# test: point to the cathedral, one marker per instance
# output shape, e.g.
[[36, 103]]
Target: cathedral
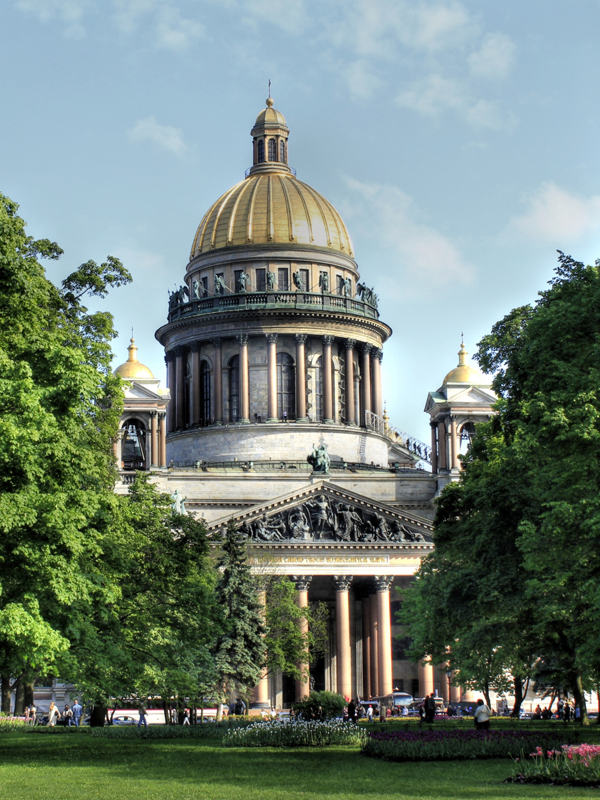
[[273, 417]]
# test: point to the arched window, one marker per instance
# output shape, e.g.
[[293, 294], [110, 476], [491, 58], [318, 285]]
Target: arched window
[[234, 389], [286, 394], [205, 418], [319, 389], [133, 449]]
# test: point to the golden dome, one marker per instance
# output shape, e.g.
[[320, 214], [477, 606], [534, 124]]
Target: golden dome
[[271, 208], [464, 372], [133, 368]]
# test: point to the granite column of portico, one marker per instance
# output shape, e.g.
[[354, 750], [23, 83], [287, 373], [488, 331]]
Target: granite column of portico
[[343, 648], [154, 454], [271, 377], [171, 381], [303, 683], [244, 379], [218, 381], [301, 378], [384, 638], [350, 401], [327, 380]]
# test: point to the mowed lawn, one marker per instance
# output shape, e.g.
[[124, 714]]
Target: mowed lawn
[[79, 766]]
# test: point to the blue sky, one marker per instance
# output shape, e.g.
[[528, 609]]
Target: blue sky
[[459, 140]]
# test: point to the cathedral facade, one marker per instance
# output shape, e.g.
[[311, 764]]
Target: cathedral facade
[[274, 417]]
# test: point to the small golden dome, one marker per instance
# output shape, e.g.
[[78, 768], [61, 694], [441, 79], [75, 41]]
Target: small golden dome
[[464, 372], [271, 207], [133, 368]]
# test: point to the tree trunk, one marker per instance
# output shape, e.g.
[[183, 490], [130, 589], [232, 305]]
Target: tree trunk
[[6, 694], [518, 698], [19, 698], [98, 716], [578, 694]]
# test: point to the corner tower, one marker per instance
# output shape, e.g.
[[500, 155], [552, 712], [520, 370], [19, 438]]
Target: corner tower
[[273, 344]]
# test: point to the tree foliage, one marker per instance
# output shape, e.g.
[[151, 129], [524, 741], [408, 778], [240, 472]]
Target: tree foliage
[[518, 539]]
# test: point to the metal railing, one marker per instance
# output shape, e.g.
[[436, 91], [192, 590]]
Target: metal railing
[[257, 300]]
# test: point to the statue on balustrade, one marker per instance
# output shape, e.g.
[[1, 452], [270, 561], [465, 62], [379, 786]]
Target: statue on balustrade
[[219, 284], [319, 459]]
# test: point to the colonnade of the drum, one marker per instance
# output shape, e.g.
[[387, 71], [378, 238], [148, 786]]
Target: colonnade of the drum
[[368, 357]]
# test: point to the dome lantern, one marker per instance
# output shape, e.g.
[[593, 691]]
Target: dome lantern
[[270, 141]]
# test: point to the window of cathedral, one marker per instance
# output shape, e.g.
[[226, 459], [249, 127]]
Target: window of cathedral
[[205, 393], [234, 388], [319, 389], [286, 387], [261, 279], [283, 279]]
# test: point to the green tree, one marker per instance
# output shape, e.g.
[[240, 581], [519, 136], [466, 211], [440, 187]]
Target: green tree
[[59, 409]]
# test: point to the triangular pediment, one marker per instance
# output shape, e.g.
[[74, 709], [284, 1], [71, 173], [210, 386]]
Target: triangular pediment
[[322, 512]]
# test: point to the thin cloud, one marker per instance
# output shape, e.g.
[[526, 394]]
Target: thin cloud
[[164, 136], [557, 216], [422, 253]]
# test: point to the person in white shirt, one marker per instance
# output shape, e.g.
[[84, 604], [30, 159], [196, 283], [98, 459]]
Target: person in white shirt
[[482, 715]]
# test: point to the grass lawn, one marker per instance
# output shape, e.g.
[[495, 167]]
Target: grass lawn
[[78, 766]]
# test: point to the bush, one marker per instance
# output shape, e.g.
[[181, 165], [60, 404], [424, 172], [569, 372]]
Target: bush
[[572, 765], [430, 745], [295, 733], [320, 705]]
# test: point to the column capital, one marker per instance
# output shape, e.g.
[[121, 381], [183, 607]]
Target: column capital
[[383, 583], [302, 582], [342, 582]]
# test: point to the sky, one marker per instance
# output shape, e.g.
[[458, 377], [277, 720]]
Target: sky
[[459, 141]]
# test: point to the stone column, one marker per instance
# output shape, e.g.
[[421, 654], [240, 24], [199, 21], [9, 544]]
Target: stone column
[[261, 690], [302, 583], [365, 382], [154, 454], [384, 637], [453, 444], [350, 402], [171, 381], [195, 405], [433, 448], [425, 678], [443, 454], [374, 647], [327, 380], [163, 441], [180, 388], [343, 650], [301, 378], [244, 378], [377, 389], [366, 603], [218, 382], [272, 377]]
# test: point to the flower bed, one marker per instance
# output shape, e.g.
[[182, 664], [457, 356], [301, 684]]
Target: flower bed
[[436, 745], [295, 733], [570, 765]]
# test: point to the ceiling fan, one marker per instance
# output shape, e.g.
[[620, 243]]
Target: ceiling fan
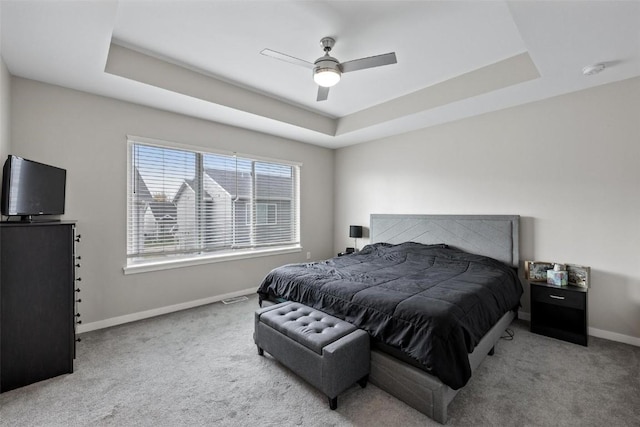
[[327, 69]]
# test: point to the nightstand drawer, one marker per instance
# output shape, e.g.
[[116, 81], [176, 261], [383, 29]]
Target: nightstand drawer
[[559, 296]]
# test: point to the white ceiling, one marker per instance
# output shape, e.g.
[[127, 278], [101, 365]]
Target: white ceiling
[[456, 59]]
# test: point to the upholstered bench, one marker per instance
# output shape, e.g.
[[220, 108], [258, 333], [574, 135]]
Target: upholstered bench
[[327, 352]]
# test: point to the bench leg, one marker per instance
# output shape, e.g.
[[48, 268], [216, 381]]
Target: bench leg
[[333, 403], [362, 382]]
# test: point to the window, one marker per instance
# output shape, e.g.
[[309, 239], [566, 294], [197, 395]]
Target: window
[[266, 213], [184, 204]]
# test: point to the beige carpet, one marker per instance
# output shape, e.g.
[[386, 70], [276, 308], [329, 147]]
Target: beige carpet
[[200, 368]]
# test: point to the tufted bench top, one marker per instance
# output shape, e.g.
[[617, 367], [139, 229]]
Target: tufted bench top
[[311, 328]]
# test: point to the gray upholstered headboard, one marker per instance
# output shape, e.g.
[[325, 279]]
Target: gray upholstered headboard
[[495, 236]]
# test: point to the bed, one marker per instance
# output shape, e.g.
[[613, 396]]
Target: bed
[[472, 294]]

....................

◆ EXERCISE AIM ◆
Rewrite all of the lines above as a numbered list, leaving out any blank lines. Keep the pictures out of your answer.

◆ RESPONSE ◆
1. # test: point to the cathedral, one marker per instance
2. # output shape, e.g.
3. [[36, 103]]
4. Target: cathedral
5. [[273, 417]]
6. # test: point to the arched window, one marker per instance
7. # output shape, e.g.
8. [[293, 294], [110, 476], [491, 58], [318, 285]]
9. Target: arched window
10. [[234, 389], [286, 394], [205, 418], [319, 389], [133, 449]]
11. # test: point to the golden dome, one marker per instance
12. # output shape, e.g.
13. [[320, 214], [477, 606], [534, 124]]
14. Target: golden dome
15. [[271, 208], [464, 372], [133, 368]]
16. # test: point to the granite column of portico, one marker per instance
17. # output shape, e.g.
18. [[354, 750], [23, 83], [287, 373], [488, 331]]
19. Target: granite column of portico
20. [[343, 648], [154, 454], [271, 377], [171, 381], [303, 683], [244, 379], [218, 381], [301, 378], [384, 638], [350, 401], [327, 380]]
21. # test: point to the mowed lawn, one marker per instance
22. # output shape, e.g.
23. [[124, 714]]
24. Target: mowed lawn
25. [[79, 766]]
26. # test: point to the blue sky, one marker per instance
27. # output shape, e.g.
28. [[528, 609]]
29. Target: blue sky
30. [[459, 140]]
31. # test: point to the cathedral facade, one marker per instance
32. # output shape, e.g.
33. [[311, 764]]
34. Target: cathedral facade
35. [[274, 417]]
36. # test: point to the small golden dome, one marker per instance
37. # output shape, e.g.
38. [[78, 768], [61, 694], [441, 79], [75, 41]]
39. Target: small golden dome
40. [[464, 372], [271, 207], [133, 368]]
41. # test: point to the tree trunk, one marker per instance
42. # output shape, e.g.
43. [[183, 490], [130, 589], [232, 305]]
44. Target: tree trunk
45. [[6, 694], [518, 698], [19, 698], [98, 716], [578, 694]]
46. # test: point to the corner tower, one marker per instance
47. # output shape, e.g.
48. [[500, 155], [552, 712], [520, 370], [19, 438]]
49. Target: corner tower
50. [[273, 344]]
51. # test: point to the tree foliage, one marker per instance
52. # output shape, e.g.
53. [[151, 129], [524, 741], [408, 778], [240, 472]]
54. Target: tree foliage
55. [[518, 539]]
56. # test: point to the metal railing, one marker per instance
57. # output shape, e.g.
58. [[436, 91], [192, 590]]
59. Target: metal railing
60. [[257, 300]]
61. # test: point to the statue on balustrade, one marker per instance
62. # output shape, e.g.
63. [[1, 452], [270, 561], [465, 62], [379, 786]]
64. Target: statue on balustrade
65. [[219, 284], [319, 459]]
66. # test: point to the colonnade of the drum, one marker per instance
67. # output shape, e.g.
68. [[387, 71], [378, 238], [148, 786]]
69. Target: colonnade of the drum
70. [[368, 357]]
71. # test: point to the dome lantern, one marker per instance
72. # output shape, e.g.
73. [[593, 691]]
74. Target: dome lantern
75. [[270, 141]]
76. # test: point to the window of cathedral, one marker per instance
77. # output shape, e.g.
78. [[226, 459], [249, 127]]
79. Target: window of cathedral
80. [[205, 393], [234, 388], [319, 389], [286, 387], [261, 279], [283, 279]]
81. # test: point to the green tree, one marker per instance
82. # output shape, e.g.
83. [[240, 581], [519, 136], [466, 211], [440, 187]]
84. Target: green tree
85. [[59, 409]]
86. # test: point to the triangular pediment, one marker per instance
87. # output shape, e.g.
88. [[74, 709], [284, 1], [71, 173], [210, 386]]
89. Target: triangular pediment
90. [[322, 512]]
91. # test: point to the thin cloud, one marker per instance
92. # output shape, e.g.
93. [[526, 394]]
94. Target: thin cloud
95. [[164, 136], [557, 216], [422, 253]]
96. # test: point to the person in white shirt, one marker per instance
97. # output shape, e.g.
98. [[84, 604], [30, 159], [196, 283], [98, 459]]
99. Target: person in white shirt
100. [[482, 715]]
101. # test: point to the grass lawn, one marker per instance
102. # output shape, e.g.
103. [[495, 167]]
104. Target: grass lawn
105. [[78, 766]]
106. # test: point to the bush, one marker per instance
107. # output shape, e.g.
108. [[181, 165], [60, 404], [424, 172], [569, 372]]
109. Target: bush
110. [[572, 765], [430, 745], [295, 733], [320, 705]]
111. # test: point to the column capital, one marker per instance
112. # output shape, e.g.
113. [[121, 381], [183, 607]]
114. Target: column capital
115. [[383, 583], [302, 582], [342, 582]]
116. # test: point to the sky, one marker per instance
117. # output shape, e.g.
118. [[458, 377], [277, 720]]
119. Target: sky
120. [[459, 141]]
121. # test: point to the stone column, one marker per instance
122. # output shape, e.g.
123. [[421, 654], [240, 24], [199, 21], [9, 544]]
124. Target: stone column
125. [[261, 690], [302, 583], [365, 382], [154, 454], [384, 637], [453, 444], [350, 402], [171, 381], [195, 405], [433, 448], [425, 678], [443, 454], [374, 647], [327, 380], [163, 441], [180, 388], [343, 650], [301, 378], [244, 378], [377, 389], [366, 603], [218, 382], [272, 377]]
126. # test: point to the flower bed, one marker per instance
127. # output shape, e.g.
128. [[182, 664], [457, 356], [301, 684]]
129. Target: flower bed
130. [[436, 745], [295, 733], [570, 765]]
131. # test: point to the ceiling fan, one marker per instance
132. # output shape, e.g.
133. [[620, 243]]
134. Target: ceiling fan
135. [[327, 69]]
136. # test: point to the nightstand drawer, one marker per instance
137. # output shape, e.g.
138. [[116, 81], [176, 261], [383, 29]]
139. Target: nightstand drawer
140. [[559, 296]]
141. # test: point to the white ceiling, one marker per instance
142. # output shape, e.g.
143. [[127, 278], [101, 365]]
144. Target: white ceiling
145. [[456, 59]]
146. # test: point to the upholstered bench, one marker per instance
147. # output shape, e.g.
148. [[220, 108], [258, 333], [574, 135]]
149. Target: upholstered bench
150. [[327, 352]]
151. # test: point to the bench leg, one marker per instance
152. # output shape, e.g.
153. [[48, 268], [216, 381]]
154. Target: bench leg
155. [[333, 403], [362, 382]]
156. # test: point to the window, one marker per instance
157. # output shape, e.g.
158. [[309, 239], [566, 294], [197, 395]]
159. Target: window
160. [[266, 213], [184, 204]]
161. # test: point to the beige carpet, one marker per instance
162. # output shape, e.g.
163. [[386, 70], [276, 308], [329, 147]]
164. Target: beige carpet
165. [[200, 368]]
166. # test: point to the tufted bench top, one marker per instance
167. # output shape, e.g.
168. [[617, 367], [139, 229]]
169. Target: tufted bench top
170. [[311, 328]]
171. # test: point to the gray upholstered headboard, one marker per instance
172. # output shape, e.g.
173. [[325, 279]]
174. Target: gray upholstered headboard
175. [[495, 236]]
176. # test: point to the bed, one marker per instance
177. # output shape, e.g.
178. [[613, 396]]
179. Target: bed
180. [[472, 294]]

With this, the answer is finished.